### JOB
Render the lines below as a Markdown table with two columns, Row for the row number and Line for the line itself. Skip any blank lines and omit the pictures.

### RECORDS PROVIDED
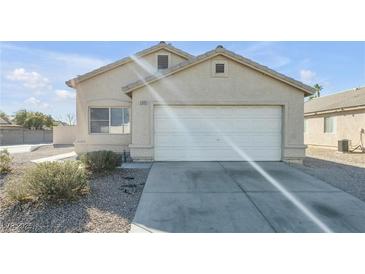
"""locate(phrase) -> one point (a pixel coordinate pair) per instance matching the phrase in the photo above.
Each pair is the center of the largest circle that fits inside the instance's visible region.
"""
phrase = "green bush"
(5, 162)
(50, 181)
(99, 161)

### THE SOLUTION
| Row | Line |
|---|---|
| 1 | """locate(phrase) -> one point (a pixel coordinate pair) per instance matching the phrase in the photo above. |
| 2 | Each pair is the center of the largest circle that fits inside the instance's visible region. |
| 3 | """ |
| 4 | phrase = "green bush" |
| 5 | (5, 162) |
| 6 | (50, 181) |
| 7 | (99, 161) |